EXCERPTED PASSAGE.
=-=-=

So when the big guys at Schwinn and elsewhere heard what was going on at the beach in Southern California and Recycled Cycles, Schwinn finally–at long last realized they were missing the boat yet one more time– as they had so many times before and later. So? Schwinn did a quick & dirty job of what the auto industry calls "badge engineering." They grabbed the cantilever framed Heavy-Duti, deleted the middleweight wheels and tires, shoved a couple of balloon tires on it, left off the fenders... and VOILA! Instant beach cruiser! Schwinn had their OWN California Cruiser. And they brazenly, arrogantly decided to name it just that!


Now, IF you are lucky, you MAY just find one of these someplace with that name on it. If you do- hang onto it because it is fairly rare. Why? Because Recycled Cycles owned the name (it was already being used on their very own retro beach cruiser that was manufactured in SoCal. Yes, it had a badge and everything). Larry and Recycled got their ownership enforced. The result was that perhaps only a few months' worth of production was ever made before Schwinn dropped the name. So if there was ever a collectible beach cruiser- this is probably it- just based on rarity (wonder how long it'll take now before someone comes up with a fake stencil to cash in?)

=-=-=

RECORDED INFORMATION.

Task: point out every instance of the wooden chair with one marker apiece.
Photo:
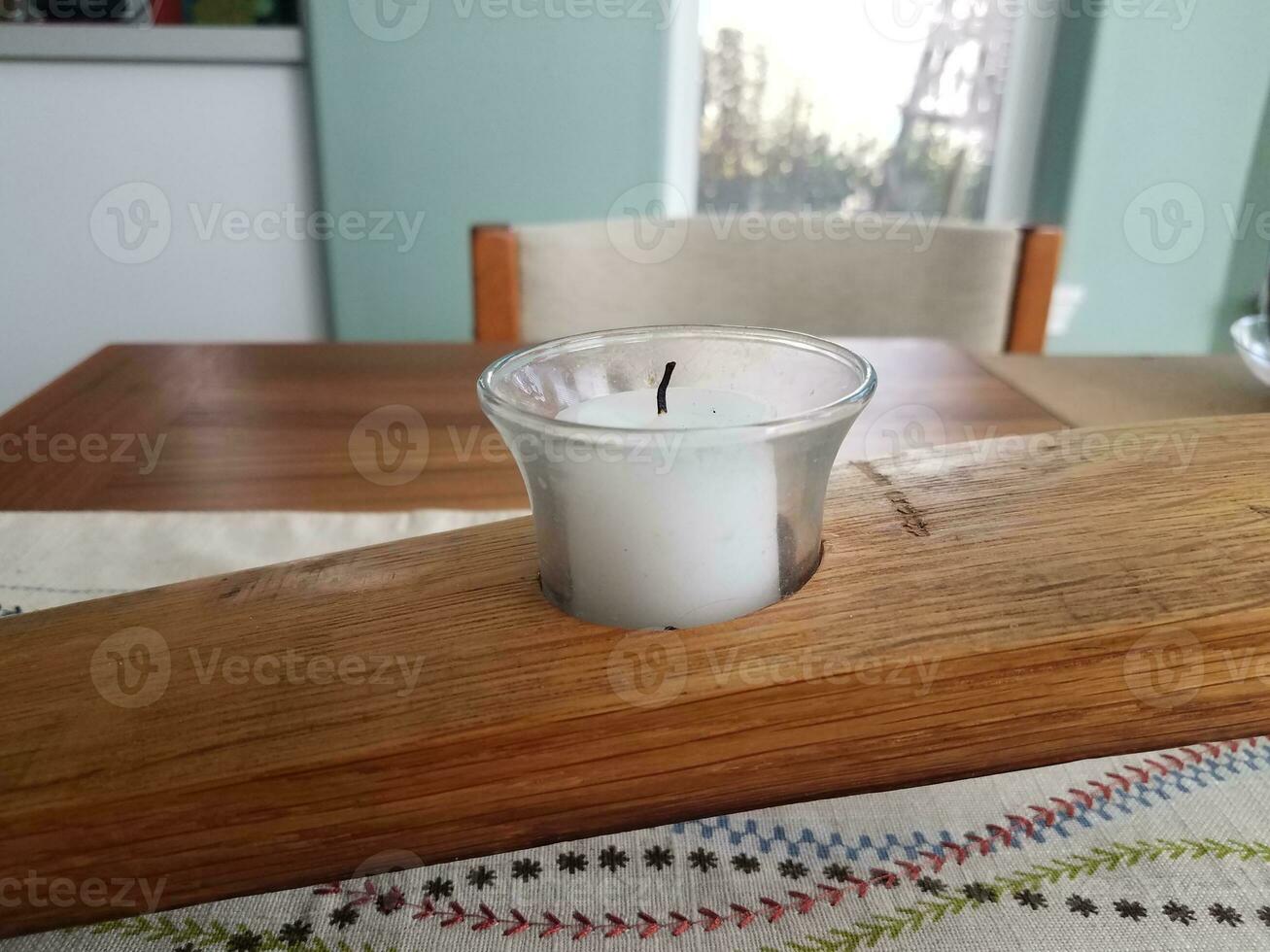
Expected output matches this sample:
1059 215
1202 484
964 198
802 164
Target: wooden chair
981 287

=-=-=

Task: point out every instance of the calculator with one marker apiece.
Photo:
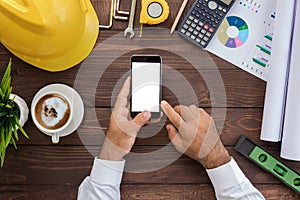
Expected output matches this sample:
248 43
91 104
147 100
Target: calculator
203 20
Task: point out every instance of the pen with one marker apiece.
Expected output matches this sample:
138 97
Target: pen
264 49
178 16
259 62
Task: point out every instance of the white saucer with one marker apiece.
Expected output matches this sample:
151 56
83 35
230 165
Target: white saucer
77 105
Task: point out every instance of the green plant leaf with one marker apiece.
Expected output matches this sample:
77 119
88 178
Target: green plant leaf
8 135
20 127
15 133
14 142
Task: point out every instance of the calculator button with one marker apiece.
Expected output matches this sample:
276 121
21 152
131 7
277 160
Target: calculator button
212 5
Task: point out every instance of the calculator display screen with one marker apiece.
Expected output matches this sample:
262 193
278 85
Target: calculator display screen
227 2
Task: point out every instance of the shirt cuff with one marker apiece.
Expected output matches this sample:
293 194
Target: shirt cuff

=-=-=

DIRECTIONS FOR THIS TASK.
Pick up the account of Schwinn's California Cruiser beach bike after its last sentence and keep it going. The data has no connection to the text about the Schwinn California Cruiser.

EXERCISE ANSWER.
Murray did virtually the same thing as Schwinn by badge engineering- except they actually took the time to make a fendered version- as per our advice. And they were wise enough to at least pick a name that had SOMETHING to do with a California beach–even if it was not a Southern California beach! And by the way- Murray's Montereys sold quite well for many years.
And if you are lucky enough to find either of these magazines, you will also see that they say, "By Leon Dixon (or "por Leon Dixon in the Spanish-language version). Now, this article was cloned, imitated and repeated and parroted at least twice with bogus info and photos many years later by a Popular Mechanics that had oddly developed amnesia about the FIRST article. And it was credited to other people who were not around when we wrote the very article that they were imitating. We wonder why.